▸ Reading text
^^^^^^^^^^^^^^^^

The Gate of Heavenly Peace
Jonathan D. Spence
The Gate of Heavenly Peace guards the southern approach to the former imperial palace in the city that used to be called Peking. Until China's last dynasty fell in 1912, it was believed that through this gate ran the main axis of the Emperor's power. In the revolutionary decades that followed, it was a meeting place for political activists, students and workers, and after the Cultural Revolution, a place for the new leader, Chairman Mao, to review his Red Guards. In the late 1970s it became again a place of protest. The Gate of Heavenly Peace is thus at once a symbol of the aspirations of the Chinese people and an emblem of the state and its autocratic traditions.
This astonishing tour-de-force of historical narrative looks at the Chinese and their long revolution through the eyes of the men and women who were most caught up in its development. But, uniquely, Jonathan Spence places the familiar careers of the political leaders like Mao and Chiang Kaishek at the edge of his story. Instead he explores his theme through the lives and writings of those who were most sensitive to the processes of violent revolution, the great writers, insurrectionists, historians and poets of twentieth-century China.

^^^^^^^^^^^^^^^^

▸ Source excerpt
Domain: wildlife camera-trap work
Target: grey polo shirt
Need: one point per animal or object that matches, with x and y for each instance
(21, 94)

^^^^^^^^^^^^^^^^

▸ What is asked
1. In the passage about The Gate of Heavenly Peace, rewrite the paragraph beginning "This astonishing tour-de-force" more briefly, keeping its main facts.
2. Write the next part of the passage about The Gate of Heavenly Peace, picking up after its final sentence.

▸ Per-task answers
1. This historical narrative views the Chinese and their long revolution through the people most caught up in it. Jonathan Spence unusually places well-known political leaders such as Mao and Chiang Kaishek at the edge of the story. He focuses instead on the lives and writings of twentieth-century China's great writers, insurrectionists, historians and poets, who were most sensitive to violent revolution.

2.
Professor Spence's approach achieves the most unusual revelation. For the first time, the famous and extraordinary events of the last one hundred years --- the collapse of the nineteenth century empire, the first Chinese republic, the rise of the Guomindang, the Long March, the Communist triumph of 1949, and the Cultural Revolution --- are placed in the true context of Chinese life and literature. The unsung heroes and heroines of twentieth-century China are given their proper place in the story, and the great issues of modern Chinese history --- how should China modernise? what is the role of violence in a revolution against an authoritarian state? what are the first priorities for social justice? --- suddenly come alive with a richness and vitality that is lasting and unforgettable.
The Gate of Heavenly Peace makes it possible for us to understand a people whose society is only now just beginning to surrender some of its most fascinating secrets.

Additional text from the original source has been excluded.